# [TASK DATA]

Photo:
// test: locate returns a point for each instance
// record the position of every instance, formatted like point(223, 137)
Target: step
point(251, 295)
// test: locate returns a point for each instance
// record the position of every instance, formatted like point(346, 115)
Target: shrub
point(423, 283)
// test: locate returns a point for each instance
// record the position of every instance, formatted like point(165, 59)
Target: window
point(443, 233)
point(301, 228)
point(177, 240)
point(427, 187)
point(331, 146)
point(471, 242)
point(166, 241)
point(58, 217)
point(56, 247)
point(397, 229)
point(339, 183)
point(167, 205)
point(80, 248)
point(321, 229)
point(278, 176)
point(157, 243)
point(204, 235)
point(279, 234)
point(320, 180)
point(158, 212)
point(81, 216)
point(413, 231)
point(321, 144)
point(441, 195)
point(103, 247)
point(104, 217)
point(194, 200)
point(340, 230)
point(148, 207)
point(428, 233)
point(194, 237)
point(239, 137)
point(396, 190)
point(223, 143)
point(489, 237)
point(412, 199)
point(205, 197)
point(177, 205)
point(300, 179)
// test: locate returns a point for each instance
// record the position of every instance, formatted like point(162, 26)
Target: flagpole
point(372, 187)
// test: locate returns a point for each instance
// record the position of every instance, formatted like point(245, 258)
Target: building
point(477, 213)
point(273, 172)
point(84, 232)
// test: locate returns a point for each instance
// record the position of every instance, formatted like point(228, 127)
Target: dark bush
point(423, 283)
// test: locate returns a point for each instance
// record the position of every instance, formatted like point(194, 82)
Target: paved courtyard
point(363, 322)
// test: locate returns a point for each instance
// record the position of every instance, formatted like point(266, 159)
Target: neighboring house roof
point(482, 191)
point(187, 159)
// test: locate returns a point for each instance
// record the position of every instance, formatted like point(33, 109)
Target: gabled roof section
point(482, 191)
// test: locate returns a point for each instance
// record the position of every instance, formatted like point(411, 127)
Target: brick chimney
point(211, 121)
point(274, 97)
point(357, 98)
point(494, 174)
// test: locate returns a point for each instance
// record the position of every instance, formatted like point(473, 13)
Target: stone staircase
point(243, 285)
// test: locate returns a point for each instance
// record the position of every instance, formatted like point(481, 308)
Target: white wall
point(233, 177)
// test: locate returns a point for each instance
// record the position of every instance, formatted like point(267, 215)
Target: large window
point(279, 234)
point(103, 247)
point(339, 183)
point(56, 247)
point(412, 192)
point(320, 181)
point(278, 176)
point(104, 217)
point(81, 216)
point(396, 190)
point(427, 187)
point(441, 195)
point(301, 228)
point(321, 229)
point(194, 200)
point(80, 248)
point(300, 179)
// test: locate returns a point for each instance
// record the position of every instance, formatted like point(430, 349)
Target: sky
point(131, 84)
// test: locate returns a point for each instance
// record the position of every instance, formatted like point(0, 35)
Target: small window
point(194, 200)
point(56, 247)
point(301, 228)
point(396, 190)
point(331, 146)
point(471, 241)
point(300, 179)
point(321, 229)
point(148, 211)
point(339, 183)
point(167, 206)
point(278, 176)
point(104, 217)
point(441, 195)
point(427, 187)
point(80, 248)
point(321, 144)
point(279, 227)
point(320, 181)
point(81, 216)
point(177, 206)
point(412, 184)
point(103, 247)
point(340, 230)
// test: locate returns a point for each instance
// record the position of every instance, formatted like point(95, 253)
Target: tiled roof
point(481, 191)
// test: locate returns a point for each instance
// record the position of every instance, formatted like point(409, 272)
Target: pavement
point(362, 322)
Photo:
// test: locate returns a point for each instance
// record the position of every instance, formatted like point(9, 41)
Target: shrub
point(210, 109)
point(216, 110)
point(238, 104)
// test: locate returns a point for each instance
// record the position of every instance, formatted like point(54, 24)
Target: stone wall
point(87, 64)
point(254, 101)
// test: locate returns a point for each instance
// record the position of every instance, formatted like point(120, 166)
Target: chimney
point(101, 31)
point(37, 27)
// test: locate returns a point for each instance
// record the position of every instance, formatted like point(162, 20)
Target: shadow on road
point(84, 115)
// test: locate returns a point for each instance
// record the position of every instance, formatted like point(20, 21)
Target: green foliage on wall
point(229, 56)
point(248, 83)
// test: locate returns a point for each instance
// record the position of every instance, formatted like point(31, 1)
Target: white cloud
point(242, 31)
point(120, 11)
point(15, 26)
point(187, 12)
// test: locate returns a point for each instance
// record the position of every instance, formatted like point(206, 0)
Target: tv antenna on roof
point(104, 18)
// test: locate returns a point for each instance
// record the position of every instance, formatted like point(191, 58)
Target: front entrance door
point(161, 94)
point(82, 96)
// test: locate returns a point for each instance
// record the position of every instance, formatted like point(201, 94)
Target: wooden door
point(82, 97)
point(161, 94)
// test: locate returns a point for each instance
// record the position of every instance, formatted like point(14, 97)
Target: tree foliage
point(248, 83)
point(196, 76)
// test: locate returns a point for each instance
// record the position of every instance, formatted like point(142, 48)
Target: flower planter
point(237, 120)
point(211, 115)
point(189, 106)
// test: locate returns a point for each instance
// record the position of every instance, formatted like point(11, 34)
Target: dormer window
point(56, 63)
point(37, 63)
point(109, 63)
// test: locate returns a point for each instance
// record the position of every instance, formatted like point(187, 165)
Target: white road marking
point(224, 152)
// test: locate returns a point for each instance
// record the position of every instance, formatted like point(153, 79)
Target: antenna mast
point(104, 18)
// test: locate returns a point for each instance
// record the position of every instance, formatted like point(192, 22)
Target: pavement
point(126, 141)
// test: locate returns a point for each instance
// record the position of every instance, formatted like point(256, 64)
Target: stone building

# [WORK REQUIRED]
Write out the material exactly as given.

# [EXERCISE ANSWER]
Photo:
// test: locate returns a point for each instance
// record the position of every instance, formatted like point(223, 137)
Target: step
point(251, 295)
// test: locate returns a point for each instance
// record the position of every instance, formatted like point(346, 115)
Target: shrub
point(423, 283)
// test: locate returns a point for each instance
// record the position of every instance, formatted like point(165, 59)
Target: window
point(443, 233)
point(301, 228)
point(177, 240)
point(427, 187)
point(331, 146)
point(471, 242)
point(166, 241)
point(58, 217)
point(56, 247)
point(397, 229)
point(339, 183)
point(167, 205)
point(80, 248)
point(321, 229)
point(278, 176)
point(157, 243)
point(204, 235)
point(279, 234)
point(320, 180)
point(158, 212)
point(81, 216)
point(413, 231)
point(321, 144)
point(441, 195)
point(103, 247)
point(104, 217)
point(194, 200)
point(340, 230)
point(148, 207)
point(428, 233)
point(194, 237)
point(239, 137)
point(396, 190)
point(223, 143)
point(489, 237)
point(412, 199)
point(205, 197)
point(177, 205)
point(300, 179)
// test: locate returns a point for each instance
// record the position of every instance, formatted like point(162, 26)
Target: flagpole
point(372, 187)
// test: locate returns a point for each instance
// record the position of every instance, formatted like point(245, 258)
Target: building
point(477, 213)
point(273, 172)
point(84, 232)
// test: locate returns a point for each instance
// record the position of every instance, formatted like point(228, 127)
Target: dark bush
point(423, 283)
// test: locate returns a point for each instance
// record the position of every instance, formatted like point(194, 82)
Target: paved courtyard
point(363, 322)
// test: locate returns a point for each instance
// record the position of every instance, formatted like point(266, 159)
Target: neighboring house roof
point(482, 191)
point(187, 159)
// test: locate returns a point for each instance
// record the position of every instance, formatted like point(33, 109)
Target: gabled roof section
point(482, 191)
// test: locate returns a point for each instance
// record the position of every instance, formatted like point(411, 127)
Target: brick chimney
point(211, 121)
point(274, 97)
point(357, 98)
point(494, 174)
// test: locate returns a point for each instance
// record the position of every instance, formatted like point(473, 13)
Target: stone staircase
point(243, 285)
// test: locate returns a point for each instance
// record the position of every instance, formatted like point(481, 308)
Target: white wall
point(233, 177)
// test: locate returns a point for each instance
// record the position of every instance, formatted like point(267, 215)
Target: large window
point(279, 234)
point(103, 247)
point(339, 183)
point(56, 247)
point(412, 192)
point(320, 181)
point(278, 176)
point(104, 217)
point(81, 216)
point(396, 190)
point(427, 187)
point(441, 195)
point(301, 228)
point(321, 229)
point(194, 200)
point(80, 248)
point(300, 179)
// test: locate returns a point for each instance
// record the position of every instance, formatted like point(430, 349)
Target: sky
point(131, 84)
// test: locate returns a point for each instance
// record the position of every instance, formatted like point(0, 35)
Target: small window
point(194, 200)
point(56, 247)
point(301, 228)
point(396, 190)
point(331, 146)
point(471, 241)
point(300, 179)
point(321, 229)
point(148, 211)
point(339, 183)
point(167, 206)
point(278, 176)
point(104, 217)
point(441, 195)
point(427, 187)
point(80, 248)
point(321, 144)
point(279, 227)
point(320, 181)
point(81, 216)
point(177, 206)
point(412, 184)
point(103, 247)
point(340, 230)
// test: locate returns a point for each instance
// record the position of every instance, formatted like point(95, 253)
Target: tiled roof
point(481, 191)
// test: locate returns a point for each instance
// record the position of every instance, formatted like point(409, 272)
Target: pavement
point(362, 322)
Photo:
// test: locate returns a point for each instance
// record the position of every instance, formatted like point(9, 41)
Target: shrub
point(210, 109)
point(216, 110)
point(238, 104)
// test: locate returns a point for each instance
// record the position of every instance, formatted like point(54, 24)
Target: stone wall
point(87, 64)
point(254, 101)
// test: locate returns a point for each instance
// record the position of every instance, formatted like point(120, 166)
Target: chimney
point(101, 31)
point(37, 27)
// test: locate returns a point for each instance
// record the position of every instance, formatted like point(162, 20)
Target: shadow on road
point(84, 115)
// test: locate returns a point for each instance
// record the position of every instance, formatted like point(20, 21)
Target: green foliage on wall
point(229, 56)
point(248, 83)
// test: locate returns a point for each instance
// record the position of every instance, formatted like point(31, 1)
Target: white cloud
point(242, 31)
point(120, 11)
point(15, 26)
point(187, 12)
// test: locate returns a point for each instance
// record the position of every instance, formatted like point(206, 0)
Target: tv antenna on roof
point(104, 18)
// test: locate returns a point for each instance
// record the position of every instance, formatted like point(191, 58)
Target: front entrance door
point(161, 94)
point(82, 96)
// test: locate returns a point for each instance
// record the position of every instance, formatted like point(201, 94)
Target: wooden door
point(82, 97)
point(161, 94)
// test: locate returns a point for each instance
// record the position of every instance, formatted like point(14, 97)
Target: tree foliage
point(248, 83)
point(196, 76)
// test: locate returns a point for each instance
// record the position of every instance, formatted like point(142, 48)
Target: flower planter
point(237, 120)
point(211, 115)
point(189, 106)
// test: locate returns a point for each instance
// record the position of every instance, formatted like point(11, 34)
Target: dormer window
point(56, 63)
point(37, 63)
point(109, 63)
// test: locate returns a point for each instance
// record the position of every instance, formatted like point(187, 165)
Target: white road marking
point(224, 152)
// test: locate returns a point for each instance
// record the position of every instance, formatted like point(153, 79)
Target: antenna mast
point(104, 18)
// test: locate returns a point for each instance
// record the position of every instance, formatted like point(192, 22)
Target: pavement
point(126, 141)
// test: locate returns a point for each instance
// record the position of every instance, formatted like point(256, 64)
Target: stone building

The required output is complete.